----- EXCERPT TO READ

It’s dangerous, too, at a time when the stresses on the monarchy are going to be greater than at any time since the death of Princess Diana more than 25 years ago. The extended hospital stay of Prince Philip says what everyone knows though few say, that the 73-year royal partnership cannot last for ever and the end of the Queen’s reign must also be contemplated.
And, crucially, what comes after.
It is never a good time for cracks to appear in the royal facade. But this one, caused by the stripping of the Sussexes’ royal roles, with William and Harry now bitterly divided, could hardly be worse.
This public spat will only encourage the increasingly strident voices that question the role of royalty in the 21st century, asking whether, post-Covid, the time might be right to junk the whole show and find a new way of ordering our affairs and plotting our national destiny.
A constitutional monarchy suits the British temperament. It has served this country well throughout the Queen’s record-breaking reign. But change is coming and everything will be different when the only monarch most of us have ever known completes her unrivalled record of service to Britain and a new reign begins.
The stripping of the Sussexes’ royal roles has caused considerable damage to the royal facade
With health and good luck the Queen, 95 in April, will match or even exceed her mother’s 101 years. She has presided over the end of Empire and transformation of the Commonwealth with matchless skill and grace.
No one could have done more than the Queen to hand over her throne in good order. But there are some things beyond her control.
They must now be causing her concern, even as she tries to ensure a smooth transition to secure the House of Windsor’s future. The republican tide in Australia will remain an undercurrent while the Queen remains alive. But pressure for a head of state will grow immediately after Australia has paid tribute to the Queen at her state funeral.
If anything, New Zealand is ahead of its neighbour in feeling that the time is right to cut ties with the mother country.

----------
----- SUPPLIED ENTRIES

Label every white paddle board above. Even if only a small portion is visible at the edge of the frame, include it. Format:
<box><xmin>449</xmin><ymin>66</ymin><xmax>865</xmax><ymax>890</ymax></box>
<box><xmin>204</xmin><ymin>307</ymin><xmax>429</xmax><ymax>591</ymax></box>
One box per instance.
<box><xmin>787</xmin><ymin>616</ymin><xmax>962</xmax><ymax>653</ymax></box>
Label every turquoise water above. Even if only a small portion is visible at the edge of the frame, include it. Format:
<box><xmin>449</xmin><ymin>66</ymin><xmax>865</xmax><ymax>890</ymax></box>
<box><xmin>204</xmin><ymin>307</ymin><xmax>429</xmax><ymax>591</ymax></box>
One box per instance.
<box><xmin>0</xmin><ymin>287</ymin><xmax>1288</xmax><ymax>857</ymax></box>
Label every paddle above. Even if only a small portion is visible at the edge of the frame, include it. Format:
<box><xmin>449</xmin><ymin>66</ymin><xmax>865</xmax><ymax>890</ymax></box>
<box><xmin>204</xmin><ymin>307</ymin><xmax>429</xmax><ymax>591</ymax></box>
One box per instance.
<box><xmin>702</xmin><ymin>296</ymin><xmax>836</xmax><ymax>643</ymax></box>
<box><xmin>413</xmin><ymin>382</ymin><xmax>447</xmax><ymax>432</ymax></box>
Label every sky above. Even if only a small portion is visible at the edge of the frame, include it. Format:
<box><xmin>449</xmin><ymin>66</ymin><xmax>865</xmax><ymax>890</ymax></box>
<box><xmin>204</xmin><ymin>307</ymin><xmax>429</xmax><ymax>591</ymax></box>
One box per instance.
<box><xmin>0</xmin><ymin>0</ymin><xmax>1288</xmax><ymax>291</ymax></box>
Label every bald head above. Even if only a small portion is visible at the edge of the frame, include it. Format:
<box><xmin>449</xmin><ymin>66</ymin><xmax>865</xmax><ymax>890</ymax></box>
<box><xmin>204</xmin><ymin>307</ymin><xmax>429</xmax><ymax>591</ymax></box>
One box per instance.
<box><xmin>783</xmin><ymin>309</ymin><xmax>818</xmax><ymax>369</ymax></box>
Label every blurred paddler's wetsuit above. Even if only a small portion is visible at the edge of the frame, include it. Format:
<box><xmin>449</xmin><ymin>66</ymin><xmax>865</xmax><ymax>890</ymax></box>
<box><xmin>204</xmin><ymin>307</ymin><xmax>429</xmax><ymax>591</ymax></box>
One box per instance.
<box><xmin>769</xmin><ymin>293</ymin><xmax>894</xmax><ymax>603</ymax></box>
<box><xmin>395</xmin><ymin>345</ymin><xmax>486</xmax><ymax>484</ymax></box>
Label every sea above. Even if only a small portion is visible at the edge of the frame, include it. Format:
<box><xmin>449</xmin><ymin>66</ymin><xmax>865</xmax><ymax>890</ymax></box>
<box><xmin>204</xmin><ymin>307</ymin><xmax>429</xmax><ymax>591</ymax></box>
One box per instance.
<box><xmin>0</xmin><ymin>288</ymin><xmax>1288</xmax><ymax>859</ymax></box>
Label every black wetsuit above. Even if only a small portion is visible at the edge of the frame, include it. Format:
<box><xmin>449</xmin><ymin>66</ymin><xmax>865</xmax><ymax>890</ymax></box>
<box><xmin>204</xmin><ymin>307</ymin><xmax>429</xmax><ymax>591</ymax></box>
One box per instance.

----------

## EXERCISE INSTRUCTIONS
Retype the passage on the monarchy's future word for word, from "This public spat" down to "skill and grace.".

## RESPONSE TO THIS EXERCISE
This public spat will only encourage the increasingly strident voices that question the role of royalty in the 21st century, asking whether, post-Covid, the time might be right to junk the whole show and find a new way of ordering our affairs and plotting our national destiny.
A constitutional monarchy suits the British temperament. It has served this country well throughout the Queen’s record-breaking reign. But change is coming and everything will be different when the only monarch most of us have ever known completes her unrivalled record of service to Britain and a new reign begins.
The stripping of the Sussexes’ royal roles has caused considerable damage to the royal facade
With health and good luck the Queen, 95 in April, will match or even exceed her mother’s 101 years. She has presided over the end of Empire and transformation of the Commonwealth with matchless skill and grace.